Given passage:
--- --- ---

Wednesday, February 6, 2008

My Take on ACCORD

I've heard from quite a few people today asking me what I think of the news that the ACCORD study seems to have found a connection between lowering the A1c below 7% and having cardiac patients die more frequently.

Deaths Partially Halt Diabetes Study

I'd like to see a more detailed report on the actual findings than what is currently appearing in the press,There is very little information here about what were the actual protocols used in this study. Follow up releases include claims supplied by the maker of Avandia that the study did not connect the excess deaths with the use of Avandia or "any drug."

But the little I could find about how this study was designed suggests that it may be impossible to tease out what really caused the excess deaths, because the study participants were given not only a wide variety of blood sugar lowering drugs, but also an aggressive blood pressure lowering drug regimen, and they were put on the aggressive combination of fibrates with statins to lower their LDL.

--- --- ---

Continue the blog post on the ACCORD diabetes study from its last sentence.

Supplied data:

--- --- ---

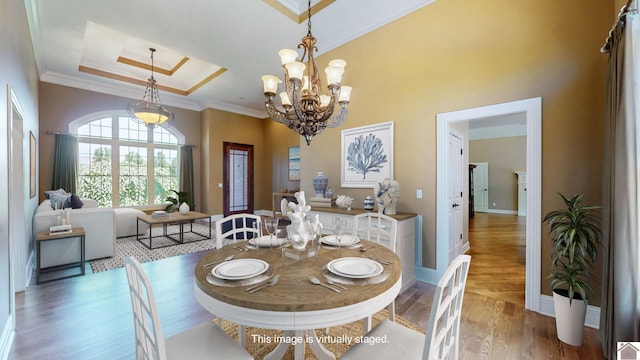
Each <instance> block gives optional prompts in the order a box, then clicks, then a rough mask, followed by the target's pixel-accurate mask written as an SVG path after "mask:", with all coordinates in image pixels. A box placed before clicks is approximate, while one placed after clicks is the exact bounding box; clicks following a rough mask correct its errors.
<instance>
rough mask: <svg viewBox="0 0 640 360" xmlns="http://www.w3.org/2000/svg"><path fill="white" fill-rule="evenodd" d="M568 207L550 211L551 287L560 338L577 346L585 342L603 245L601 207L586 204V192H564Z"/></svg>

--- --- ---

Solved exercise:
Here's the NIH description of the study:NIH Study Will Test Best Ways to Lower Risk of Heart Disease and Stroke in Adults with Type 2 Diabetes.

Clearly the participants in this study were ALL taking a large number drugs which were interacting like crazy with each other in a large number of possible combinations, any one of which might be causing the excess deaths.

For example, we recently learned that lowering LDL by combining a statin with another LDL lowering agent may thicken plaque, as that is what happened when Zetia was added to a statin. We also know that for people with compromised liver function the Beta Blockers used to lower blood sugar can actually be toxic (that information is in the prescribing information) and that both statins and TZDs can each affect liver function. What happens to the liver when both kinds of drugs are prescribed at once along with fibrates may never have been studied before.

The glaring omission in this study is this: There was no control group which lowered their A1c without the use of drugs. All the participants were taking drugs, lots of them. So we have no true way of knowing if it was the lowered blood sugar or the drugs causing the excess mortality. This really is a shame as many of you reading this are people diagnosed with diabetes who have lowered your blood sugars below 7% using carb restriction and exercise alone. So there is no reason that such a control group could not have been included.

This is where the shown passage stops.